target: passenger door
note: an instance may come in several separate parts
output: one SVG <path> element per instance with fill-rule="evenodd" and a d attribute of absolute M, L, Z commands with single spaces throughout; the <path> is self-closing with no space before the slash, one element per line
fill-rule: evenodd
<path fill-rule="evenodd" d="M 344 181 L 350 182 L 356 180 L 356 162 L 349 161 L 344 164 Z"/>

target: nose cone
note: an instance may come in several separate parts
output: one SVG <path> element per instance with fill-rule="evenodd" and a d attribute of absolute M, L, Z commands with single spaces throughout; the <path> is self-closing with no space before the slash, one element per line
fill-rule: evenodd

> **Task instructions**
Each record above must be given again exactly as written.

> **Solution to this task**
target: passenger door
note: an instance may come in several separate parts
output: one SVG <path> element per instance with fill-rule="evenodd" and a d attribute of absolute M, L, Z commands with single spaces throughout; the <path> is self-closing with no space before the slash, one element per line
fill-rule: evenodd
<path fill-rule="evenodd" d="M 344 181 L 350 182 L 356 180 L 356 162 L 349 161 L 344 164 Z"/>

target: nose cone
note: an instance may come in several separate parts
output: one SVG <path> element per instance with fill-rule="evenodd" and a d attribute of absolute M, L, Z commands with single spaces throughout; the <path> is self-closing with no space before the slash, one element per line
fill-rule: evenodd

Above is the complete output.